__Stated exercise__
Return all entries word for word, but drop any images.

--- Start Dataset rows ---

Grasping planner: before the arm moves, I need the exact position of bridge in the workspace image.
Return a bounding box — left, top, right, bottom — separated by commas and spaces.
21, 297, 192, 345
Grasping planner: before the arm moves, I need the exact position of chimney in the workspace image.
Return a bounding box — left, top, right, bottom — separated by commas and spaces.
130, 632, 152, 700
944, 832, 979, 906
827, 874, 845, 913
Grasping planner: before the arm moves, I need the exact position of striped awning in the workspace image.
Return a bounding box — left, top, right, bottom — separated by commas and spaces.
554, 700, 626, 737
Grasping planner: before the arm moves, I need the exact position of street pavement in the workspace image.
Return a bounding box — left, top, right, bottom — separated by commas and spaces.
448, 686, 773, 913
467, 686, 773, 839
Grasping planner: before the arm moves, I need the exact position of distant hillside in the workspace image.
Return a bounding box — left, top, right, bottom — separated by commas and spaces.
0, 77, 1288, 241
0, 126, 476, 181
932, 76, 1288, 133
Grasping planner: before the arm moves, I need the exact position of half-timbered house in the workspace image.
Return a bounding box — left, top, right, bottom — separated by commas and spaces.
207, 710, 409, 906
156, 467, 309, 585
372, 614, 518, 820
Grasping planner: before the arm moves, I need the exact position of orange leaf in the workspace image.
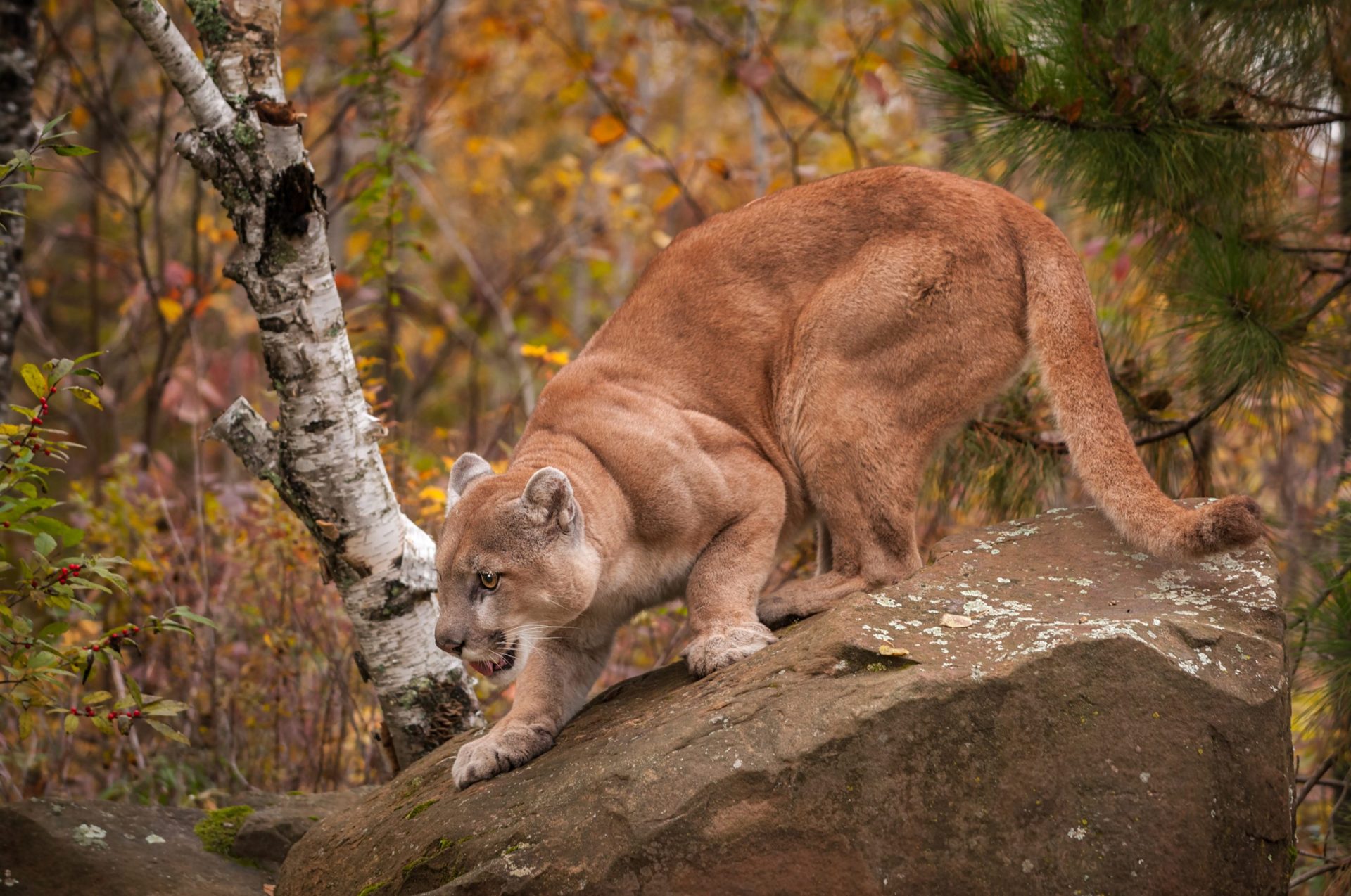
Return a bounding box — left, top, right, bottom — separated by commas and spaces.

--- End Dataset rows ---

__Task output__
Grasping planner: before the arm moves, I need the exact position of bridge in the workspace image.
Return a bounding box — left, top, right, bottom — separated by commas and spaces.
21, 297, 192, 345
Grasping planner: before the arm moves, I need the exact position of chimney in the workspace image.
Return a bounding box — left, top, right, bottom — separated by commas and spaces.
130, 632, 152, 700
944, 832, 979, 906
827, 874, 845, 913
Grasping planner: before the arm moves, I need the exact position of striped awning in the workspace image.
Return a bounding box — left, top, right, bottom — separated by commas and spaces.
554, 700, 626, 737
Grasping planner: before the arm moves, I need the exact position of street pavement in the workspace image.
Return a bounding box — left, top, right, bottom — separated by commas and spaces.
448, 686, 773, 913
467, 686, 773, 839
Grasping planner: before the arm moves, I need the exact position of distant hillside in the workspace image.
Return a bounding box — left, top, right, bottom — separated by commas and spaces.
0, 77, 1288, 241
0, 126, 476, 181
932, 76, 1288, 133
Grasping planner: before the arm moves, I need the exact position of half-timbered house in the workspace image.
Return a bounding box — left, top, right, bottom — separated by commas and spaces.
207, 710, 409, 906
156, 467, 309, 585
372, 614, 518, 820
Grasping planner: before the arm moves, I need the exact position of orange leaf in the workspace image.
Return a bounding box — left, top, right, bottom — separated by commas and spaces.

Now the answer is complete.